* _Page text_
Posts Tagged ‘Batman’

“Birds Of Prey And The Fantabulous Emancipation Of One Harley Quinn” lit Gotham up with a Harley-signal. It was funny when it was supposed to be. Had good action when it was supposed to. And most importantly, the plot flowed entirely out of the decisions of the characters. Sometimes they were moral decisions. Sometimes they were immoral decisions. But their decisions all had ramifications later.

It also felt right. That’s something a little harder to quantify. But it felt the way a Harley-led movie should feel. Chaotic, disjointed, vulgar, random (especially when she would narrate and think people could hear her narration).

So, ignore the hate that’s being heaped on this movie because a small portion of the population want to see a female-led movie fail.

Batgirl

Cassandra Cain

There was one character who was…well…out of character. That was Cassandra Cain. In the comics, Cassandra’s parents are assassins. Her mother, Lady Shiva, is one of the few hand-to-hand combatants that can give Batman trouble. Her father made sure no one spoke around her so that she would learn to read her foe’s body language to predict their next move. So, she only learns to speak once she joined the Batfamily and becomes Batgirl.

* _Instruction 1_
Answer these from the Birds of Prey review:
(a) What did the plot flow entirely out of?
(b) Which character is described as out of character?
(c) In the comics, who is Cassandra's mother?
* _Instruction 2_
Reproduce the Birds of Prey review starting at "It also felt" and ending at "and becomes Batgirl.", substituting "mercenaries" for "assassins".

* _Data provided_

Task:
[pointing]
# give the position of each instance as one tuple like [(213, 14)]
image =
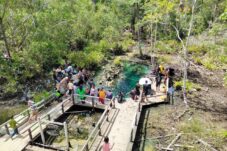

* _Exercise output 1_
(a) The decisions of the characters.
(b) Cassandra Cain.
(c) Lady Shiva.

* _Exercise output 2_
It also felt right. That’s something a little harder to quantify. But it felt the way a Harley-led movie should feel. Chaotic, disjointed, vulgar, random (especially when she would narrate and think people could hear her narration).

So, ignore the hate that’s being heaped on this movie because a small portion of the population want to see a female-led movie fail.

Batgirl

Cassandra Cain

There was one character who was…well…out of character. That was Cassandra Cain. In the comics, Cassandra’s parents are mercenaries. Her mother, Lady Shiva, is one of the few hand-to-hand combatants that can give Batman trouble. Her father made sure no one spoke around her so that she would learn to read her foe’s body language to predict their next move. So, she only learns to speak once she joined the Batfamily and becomes Batgirl.